EXERCISE DIRECTIONS:
Lay out the part of the rows that opens with the line containing "Is there any sandy" and runs through the last line as a Markdown table with two columns, Number and Line. Skip any blank lines.

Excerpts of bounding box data
_ _ _ _ _

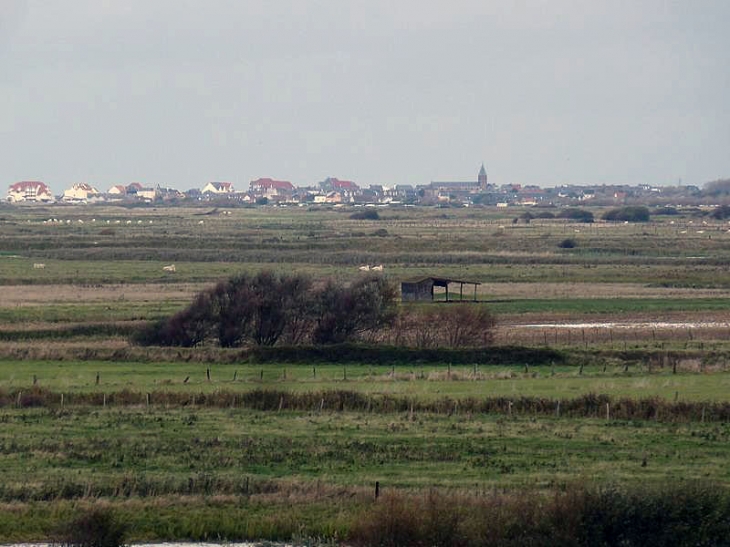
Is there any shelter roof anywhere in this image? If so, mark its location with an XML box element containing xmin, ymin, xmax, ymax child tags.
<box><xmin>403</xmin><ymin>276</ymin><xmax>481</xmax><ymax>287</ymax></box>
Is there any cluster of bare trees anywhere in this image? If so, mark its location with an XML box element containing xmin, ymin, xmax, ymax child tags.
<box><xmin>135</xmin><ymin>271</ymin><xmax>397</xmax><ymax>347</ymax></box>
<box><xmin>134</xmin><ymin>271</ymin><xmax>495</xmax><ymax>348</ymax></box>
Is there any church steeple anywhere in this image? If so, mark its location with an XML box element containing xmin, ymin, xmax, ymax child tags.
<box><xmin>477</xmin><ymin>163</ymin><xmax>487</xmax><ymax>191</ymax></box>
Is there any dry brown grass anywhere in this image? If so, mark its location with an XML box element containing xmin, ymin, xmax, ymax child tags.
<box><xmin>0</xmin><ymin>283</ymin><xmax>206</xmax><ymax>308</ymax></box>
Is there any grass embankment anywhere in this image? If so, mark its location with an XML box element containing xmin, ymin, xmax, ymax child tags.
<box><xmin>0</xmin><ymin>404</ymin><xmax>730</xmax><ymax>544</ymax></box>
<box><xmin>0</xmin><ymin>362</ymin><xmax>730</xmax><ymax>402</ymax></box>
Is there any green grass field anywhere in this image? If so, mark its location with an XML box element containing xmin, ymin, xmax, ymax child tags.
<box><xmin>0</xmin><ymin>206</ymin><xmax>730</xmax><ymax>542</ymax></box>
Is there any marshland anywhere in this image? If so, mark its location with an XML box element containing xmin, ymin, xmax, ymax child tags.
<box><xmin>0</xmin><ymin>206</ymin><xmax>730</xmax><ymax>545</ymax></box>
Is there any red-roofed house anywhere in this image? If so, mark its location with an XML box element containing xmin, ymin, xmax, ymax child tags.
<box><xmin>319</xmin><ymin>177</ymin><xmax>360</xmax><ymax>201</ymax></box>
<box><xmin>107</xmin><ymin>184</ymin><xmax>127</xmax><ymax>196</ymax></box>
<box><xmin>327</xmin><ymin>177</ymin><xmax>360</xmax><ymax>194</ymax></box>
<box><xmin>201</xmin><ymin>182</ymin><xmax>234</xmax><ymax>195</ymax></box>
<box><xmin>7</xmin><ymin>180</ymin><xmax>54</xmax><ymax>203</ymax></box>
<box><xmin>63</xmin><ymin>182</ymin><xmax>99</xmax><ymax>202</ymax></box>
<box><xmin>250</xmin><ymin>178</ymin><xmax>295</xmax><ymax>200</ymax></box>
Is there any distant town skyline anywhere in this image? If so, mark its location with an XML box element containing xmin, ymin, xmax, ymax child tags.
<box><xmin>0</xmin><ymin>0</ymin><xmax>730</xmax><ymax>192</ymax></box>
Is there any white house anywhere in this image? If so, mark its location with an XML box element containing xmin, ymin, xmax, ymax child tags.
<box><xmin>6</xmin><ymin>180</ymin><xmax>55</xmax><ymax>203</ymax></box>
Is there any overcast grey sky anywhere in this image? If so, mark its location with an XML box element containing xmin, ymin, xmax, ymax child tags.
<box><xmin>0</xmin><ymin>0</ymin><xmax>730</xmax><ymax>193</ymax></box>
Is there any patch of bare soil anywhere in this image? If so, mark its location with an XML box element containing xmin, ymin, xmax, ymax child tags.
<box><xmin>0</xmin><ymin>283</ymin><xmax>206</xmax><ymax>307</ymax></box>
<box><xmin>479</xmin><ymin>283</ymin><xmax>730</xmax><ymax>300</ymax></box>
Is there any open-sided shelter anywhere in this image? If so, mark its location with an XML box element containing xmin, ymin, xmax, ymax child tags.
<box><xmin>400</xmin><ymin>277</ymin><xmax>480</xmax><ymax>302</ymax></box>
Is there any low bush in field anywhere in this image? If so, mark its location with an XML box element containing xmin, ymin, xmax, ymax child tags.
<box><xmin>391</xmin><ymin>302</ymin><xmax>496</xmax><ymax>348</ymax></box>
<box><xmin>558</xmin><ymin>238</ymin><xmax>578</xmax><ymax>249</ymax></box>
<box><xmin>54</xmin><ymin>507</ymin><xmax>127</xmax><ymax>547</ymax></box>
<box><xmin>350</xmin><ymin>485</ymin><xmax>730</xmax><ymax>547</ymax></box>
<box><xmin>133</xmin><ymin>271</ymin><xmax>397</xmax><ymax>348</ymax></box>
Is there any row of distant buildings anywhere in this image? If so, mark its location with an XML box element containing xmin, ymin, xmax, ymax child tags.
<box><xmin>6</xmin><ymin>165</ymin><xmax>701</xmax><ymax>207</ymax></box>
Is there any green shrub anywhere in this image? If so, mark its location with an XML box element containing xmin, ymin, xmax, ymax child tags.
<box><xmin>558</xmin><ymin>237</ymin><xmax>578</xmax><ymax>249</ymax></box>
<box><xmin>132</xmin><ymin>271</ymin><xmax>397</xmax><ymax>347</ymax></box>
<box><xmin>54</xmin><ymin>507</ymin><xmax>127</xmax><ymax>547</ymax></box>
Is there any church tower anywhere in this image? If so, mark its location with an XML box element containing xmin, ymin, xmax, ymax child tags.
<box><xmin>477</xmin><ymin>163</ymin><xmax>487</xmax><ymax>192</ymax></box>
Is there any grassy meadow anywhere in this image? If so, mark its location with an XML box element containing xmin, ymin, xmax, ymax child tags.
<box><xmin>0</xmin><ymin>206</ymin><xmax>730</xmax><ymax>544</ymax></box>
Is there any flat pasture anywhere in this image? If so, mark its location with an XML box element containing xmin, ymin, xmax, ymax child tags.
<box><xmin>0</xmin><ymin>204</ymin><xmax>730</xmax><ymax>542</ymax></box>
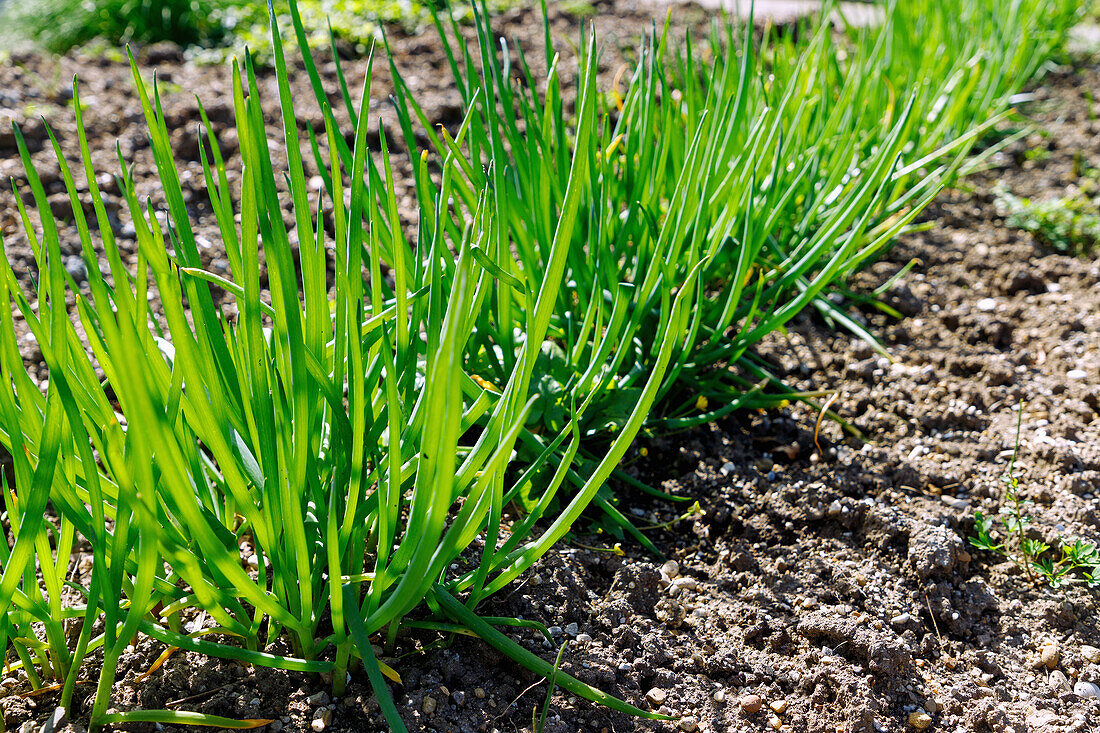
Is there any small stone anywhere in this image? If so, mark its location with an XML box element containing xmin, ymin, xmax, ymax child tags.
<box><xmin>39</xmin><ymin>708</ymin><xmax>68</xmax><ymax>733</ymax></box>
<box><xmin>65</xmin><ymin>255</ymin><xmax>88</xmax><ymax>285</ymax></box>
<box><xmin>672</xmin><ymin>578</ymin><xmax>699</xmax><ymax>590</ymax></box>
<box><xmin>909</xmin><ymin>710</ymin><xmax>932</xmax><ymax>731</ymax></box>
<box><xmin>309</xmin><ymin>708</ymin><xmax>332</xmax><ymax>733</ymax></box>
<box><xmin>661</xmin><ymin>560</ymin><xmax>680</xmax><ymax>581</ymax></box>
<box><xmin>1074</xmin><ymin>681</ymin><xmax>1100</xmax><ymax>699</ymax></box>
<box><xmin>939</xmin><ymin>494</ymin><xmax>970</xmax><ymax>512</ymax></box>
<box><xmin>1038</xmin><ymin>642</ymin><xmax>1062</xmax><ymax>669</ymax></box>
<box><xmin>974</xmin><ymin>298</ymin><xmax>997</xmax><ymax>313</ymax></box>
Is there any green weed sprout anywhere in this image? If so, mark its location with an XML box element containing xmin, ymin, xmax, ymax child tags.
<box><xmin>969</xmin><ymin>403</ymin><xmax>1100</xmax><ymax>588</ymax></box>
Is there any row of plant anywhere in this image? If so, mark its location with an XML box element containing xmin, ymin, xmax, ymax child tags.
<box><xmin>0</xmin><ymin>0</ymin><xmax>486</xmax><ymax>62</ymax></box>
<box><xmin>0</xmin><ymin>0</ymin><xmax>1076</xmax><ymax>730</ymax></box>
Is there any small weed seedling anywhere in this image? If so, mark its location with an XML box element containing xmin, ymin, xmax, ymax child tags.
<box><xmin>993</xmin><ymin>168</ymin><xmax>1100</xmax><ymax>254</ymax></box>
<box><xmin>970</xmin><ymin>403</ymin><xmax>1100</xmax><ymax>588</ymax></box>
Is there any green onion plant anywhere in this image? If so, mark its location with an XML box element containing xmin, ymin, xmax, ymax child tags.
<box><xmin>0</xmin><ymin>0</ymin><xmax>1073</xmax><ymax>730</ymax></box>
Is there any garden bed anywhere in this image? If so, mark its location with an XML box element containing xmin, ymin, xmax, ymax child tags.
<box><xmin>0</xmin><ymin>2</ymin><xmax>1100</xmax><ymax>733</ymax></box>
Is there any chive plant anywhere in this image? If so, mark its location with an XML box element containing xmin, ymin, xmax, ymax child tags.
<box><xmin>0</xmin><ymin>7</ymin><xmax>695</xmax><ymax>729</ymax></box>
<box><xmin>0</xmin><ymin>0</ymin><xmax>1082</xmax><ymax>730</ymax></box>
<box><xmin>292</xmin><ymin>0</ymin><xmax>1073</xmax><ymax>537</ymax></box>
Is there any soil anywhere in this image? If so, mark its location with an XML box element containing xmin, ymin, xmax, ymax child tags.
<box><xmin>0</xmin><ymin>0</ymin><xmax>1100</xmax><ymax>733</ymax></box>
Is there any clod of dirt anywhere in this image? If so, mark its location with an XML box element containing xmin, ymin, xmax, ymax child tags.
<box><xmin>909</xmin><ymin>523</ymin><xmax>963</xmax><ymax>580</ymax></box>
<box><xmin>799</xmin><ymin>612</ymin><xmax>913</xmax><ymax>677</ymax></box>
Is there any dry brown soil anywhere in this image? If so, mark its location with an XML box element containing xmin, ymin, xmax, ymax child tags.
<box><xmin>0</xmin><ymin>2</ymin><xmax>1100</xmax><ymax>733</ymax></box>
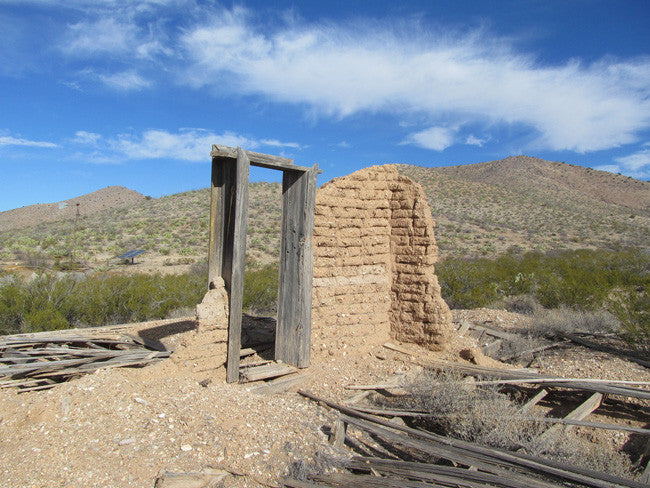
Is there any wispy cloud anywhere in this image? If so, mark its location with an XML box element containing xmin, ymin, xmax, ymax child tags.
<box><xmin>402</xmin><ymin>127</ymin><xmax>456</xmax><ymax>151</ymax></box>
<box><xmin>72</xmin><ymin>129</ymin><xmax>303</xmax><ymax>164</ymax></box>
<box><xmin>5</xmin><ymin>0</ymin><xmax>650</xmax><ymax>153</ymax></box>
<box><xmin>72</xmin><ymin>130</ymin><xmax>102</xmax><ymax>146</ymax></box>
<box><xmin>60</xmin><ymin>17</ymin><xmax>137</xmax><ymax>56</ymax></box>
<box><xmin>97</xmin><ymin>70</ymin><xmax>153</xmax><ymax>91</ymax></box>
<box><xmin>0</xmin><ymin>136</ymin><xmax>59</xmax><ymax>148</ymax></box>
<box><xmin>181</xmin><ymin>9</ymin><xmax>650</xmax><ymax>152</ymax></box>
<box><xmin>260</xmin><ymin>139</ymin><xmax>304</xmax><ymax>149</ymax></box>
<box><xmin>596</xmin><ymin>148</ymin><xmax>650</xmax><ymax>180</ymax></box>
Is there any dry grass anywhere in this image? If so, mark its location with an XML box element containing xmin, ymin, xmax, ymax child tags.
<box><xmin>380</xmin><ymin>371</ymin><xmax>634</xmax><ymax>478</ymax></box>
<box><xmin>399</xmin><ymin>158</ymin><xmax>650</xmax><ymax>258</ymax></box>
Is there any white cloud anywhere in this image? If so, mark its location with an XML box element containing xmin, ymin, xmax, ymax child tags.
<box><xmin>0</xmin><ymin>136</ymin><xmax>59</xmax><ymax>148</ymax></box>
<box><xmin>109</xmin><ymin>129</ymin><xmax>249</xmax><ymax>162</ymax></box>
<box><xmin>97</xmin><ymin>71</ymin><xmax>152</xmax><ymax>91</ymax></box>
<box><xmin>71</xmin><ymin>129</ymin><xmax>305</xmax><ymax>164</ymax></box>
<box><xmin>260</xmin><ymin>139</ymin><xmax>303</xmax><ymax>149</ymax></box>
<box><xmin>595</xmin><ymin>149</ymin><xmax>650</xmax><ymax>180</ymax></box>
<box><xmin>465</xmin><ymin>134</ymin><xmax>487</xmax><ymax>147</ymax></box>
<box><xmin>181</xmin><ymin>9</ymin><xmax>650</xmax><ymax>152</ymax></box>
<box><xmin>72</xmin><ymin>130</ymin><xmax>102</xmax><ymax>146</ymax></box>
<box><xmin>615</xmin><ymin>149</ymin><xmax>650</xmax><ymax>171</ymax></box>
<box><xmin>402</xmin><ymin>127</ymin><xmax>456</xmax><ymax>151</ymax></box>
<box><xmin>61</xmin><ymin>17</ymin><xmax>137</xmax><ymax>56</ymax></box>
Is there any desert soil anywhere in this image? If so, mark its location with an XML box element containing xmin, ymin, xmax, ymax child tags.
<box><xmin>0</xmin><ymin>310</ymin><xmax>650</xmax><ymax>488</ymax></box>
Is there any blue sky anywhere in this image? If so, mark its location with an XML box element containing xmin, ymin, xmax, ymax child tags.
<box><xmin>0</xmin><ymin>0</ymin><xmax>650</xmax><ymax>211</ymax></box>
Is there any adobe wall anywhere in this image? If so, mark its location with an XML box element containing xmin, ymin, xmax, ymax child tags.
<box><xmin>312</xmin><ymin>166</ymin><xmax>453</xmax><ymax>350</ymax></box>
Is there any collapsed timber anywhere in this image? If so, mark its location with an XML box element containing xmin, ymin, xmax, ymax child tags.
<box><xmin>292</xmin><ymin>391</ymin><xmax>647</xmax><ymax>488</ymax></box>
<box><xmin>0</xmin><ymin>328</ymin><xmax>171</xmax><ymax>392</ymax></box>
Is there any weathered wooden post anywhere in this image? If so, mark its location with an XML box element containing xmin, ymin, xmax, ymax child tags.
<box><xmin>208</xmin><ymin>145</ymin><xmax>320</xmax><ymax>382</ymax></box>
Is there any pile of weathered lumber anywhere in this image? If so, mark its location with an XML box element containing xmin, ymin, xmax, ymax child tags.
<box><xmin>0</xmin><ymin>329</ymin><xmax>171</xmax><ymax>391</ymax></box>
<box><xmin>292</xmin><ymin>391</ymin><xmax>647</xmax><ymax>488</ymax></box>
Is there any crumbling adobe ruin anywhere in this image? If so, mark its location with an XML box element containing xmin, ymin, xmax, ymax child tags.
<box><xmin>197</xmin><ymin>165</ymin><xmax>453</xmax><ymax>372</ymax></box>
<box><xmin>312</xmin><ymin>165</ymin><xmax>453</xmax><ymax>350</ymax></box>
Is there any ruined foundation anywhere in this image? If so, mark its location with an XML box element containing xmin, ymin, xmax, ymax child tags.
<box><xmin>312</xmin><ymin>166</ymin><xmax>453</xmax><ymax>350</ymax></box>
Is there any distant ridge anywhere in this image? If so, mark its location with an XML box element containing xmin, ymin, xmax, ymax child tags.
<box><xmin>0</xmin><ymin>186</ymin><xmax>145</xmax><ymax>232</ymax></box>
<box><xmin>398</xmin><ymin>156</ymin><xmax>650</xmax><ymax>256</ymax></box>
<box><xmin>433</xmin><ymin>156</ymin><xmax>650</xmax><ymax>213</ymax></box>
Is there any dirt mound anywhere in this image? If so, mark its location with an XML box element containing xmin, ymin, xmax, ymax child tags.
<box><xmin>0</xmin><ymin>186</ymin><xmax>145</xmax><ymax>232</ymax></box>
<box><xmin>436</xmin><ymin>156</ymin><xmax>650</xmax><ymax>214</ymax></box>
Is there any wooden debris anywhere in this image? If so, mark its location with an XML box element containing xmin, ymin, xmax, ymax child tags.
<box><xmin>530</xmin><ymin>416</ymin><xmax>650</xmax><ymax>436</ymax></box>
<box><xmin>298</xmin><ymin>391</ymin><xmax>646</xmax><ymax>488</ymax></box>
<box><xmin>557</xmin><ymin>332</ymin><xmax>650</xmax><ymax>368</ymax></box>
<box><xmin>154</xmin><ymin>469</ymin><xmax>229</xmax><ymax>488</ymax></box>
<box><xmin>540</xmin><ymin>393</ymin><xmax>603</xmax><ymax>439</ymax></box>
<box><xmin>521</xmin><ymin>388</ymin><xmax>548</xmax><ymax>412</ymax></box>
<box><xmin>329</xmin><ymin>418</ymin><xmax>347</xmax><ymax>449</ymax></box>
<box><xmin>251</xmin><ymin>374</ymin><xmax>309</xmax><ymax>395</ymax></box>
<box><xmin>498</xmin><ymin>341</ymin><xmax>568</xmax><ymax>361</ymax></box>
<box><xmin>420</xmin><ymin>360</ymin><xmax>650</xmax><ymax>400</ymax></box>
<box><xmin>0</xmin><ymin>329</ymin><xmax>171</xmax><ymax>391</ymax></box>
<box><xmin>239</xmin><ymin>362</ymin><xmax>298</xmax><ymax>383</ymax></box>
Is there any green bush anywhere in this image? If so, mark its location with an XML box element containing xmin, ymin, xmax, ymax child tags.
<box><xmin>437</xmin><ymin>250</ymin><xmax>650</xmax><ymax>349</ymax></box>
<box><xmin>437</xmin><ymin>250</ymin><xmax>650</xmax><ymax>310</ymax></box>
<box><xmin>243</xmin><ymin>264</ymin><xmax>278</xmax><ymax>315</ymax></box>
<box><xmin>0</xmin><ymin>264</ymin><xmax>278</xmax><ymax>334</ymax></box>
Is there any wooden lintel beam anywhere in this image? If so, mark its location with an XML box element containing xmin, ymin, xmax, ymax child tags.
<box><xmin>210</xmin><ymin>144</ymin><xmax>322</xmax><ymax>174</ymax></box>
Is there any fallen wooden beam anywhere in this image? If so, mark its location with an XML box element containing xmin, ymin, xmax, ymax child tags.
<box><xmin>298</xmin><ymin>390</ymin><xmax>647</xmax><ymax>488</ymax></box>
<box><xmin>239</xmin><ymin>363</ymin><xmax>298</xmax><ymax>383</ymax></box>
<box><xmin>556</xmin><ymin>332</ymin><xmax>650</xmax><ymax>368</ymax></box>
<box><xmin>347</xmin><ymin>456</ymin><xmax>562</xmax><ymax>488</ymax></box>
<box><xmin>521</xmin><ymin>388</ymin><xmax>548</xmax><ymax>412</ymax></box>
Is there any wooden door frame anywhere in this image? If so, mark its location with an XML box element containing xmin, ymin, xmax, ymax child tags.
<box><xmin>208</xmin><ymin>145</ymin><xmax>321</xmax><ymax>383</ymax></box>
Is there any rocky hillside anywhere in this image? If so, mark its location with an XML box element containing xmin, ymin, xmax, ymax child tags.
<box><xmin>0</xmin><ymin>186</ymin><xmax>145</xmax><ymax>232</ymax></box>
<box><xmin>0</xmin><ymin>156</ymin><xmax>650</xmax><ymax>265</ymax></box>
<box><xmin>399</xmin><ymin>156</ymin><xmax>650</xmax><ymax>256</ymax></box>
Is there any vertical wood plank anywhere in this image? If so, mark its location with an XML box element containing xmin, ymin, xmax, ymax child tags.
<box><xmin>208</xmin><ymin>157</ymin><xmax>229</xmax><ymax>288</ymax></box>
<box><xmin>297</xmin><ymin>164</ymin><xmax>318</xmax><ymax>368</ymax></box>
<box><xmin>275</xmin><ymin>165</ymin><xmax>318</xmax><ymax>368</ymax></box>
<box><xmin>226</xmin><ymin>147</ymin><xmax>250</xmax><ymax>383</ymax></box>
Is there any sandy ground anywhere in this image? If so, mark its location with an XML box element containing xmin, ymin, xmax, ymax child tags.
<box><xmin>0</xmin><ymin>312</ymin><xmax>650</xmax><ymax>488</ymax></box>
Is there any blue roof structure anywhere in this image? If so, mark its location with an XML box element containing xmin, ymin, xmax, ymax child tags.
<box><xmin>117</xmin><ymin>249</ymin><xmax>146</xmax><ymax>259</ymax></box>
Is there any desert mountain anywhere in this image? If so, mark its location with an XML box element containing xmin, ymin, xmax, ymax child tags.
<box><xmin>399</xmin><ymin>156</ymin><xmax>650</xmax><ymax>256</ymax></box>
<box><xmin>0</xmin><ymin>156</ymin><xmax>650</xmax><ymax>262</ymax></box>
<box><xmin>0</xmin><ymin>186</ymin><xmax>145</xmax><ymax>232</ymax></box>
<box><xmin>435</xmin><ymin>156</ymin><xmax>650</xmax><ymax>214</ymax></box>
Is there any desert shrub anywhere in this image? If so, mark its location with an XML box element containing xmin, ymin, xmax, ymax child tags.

_ _ _ _ _

OUTPUT OF THE TASK:
| Number | Line |
|---|---|
| 1 | Is there any sandy ground anywhere in this image? If so, mark its location with an XML box element containing xmin, ymin, xmax, ymax child tags. |
| 2 | <box><xmin>0</xmin><ymin>312</ymin><xmax>650</xmax><ymax>488</ymax></box> |
| 3 | Is there any blue roof structure anywhere in this image? If so, mark its location with an XML box element containing xmin, ymin, xmax, ymax child tags. |
| 4 | <box><xmin>117</xmin><ymin>249</ymin><xmax>146</xmax><ymax>259</ymax></box> |
| 5 | Is there any desert mountain anywhere in this image? If so, mark its location with an XML box element containing xmin, ymin, xmax, ymax child tags. |
| 6 | <box><xmin>399</xmin><ymin>156</ymin><xmax>650</xmax><ymax>256</ymax></box> |
| 7 | <box><xmin>0</xmin><ymin>156</ymin><xmax>650</xmax><ymax>262</ymax></box> |
| 8 | <box><xmin>0</xmin><ymin>186</ymin><xmax>145</xmax><ymax>232</ymax></box> |
| 9 | <box><xmin>435</xmin><ymin>156</ymin><xmax>650</xmax><ymax>214</ymax></box> |
| 10 | Is there any desert shrub anywhere in this image? If so, mark its location with an XML box element containing xmin, ymin, xmax, ymax child tags. |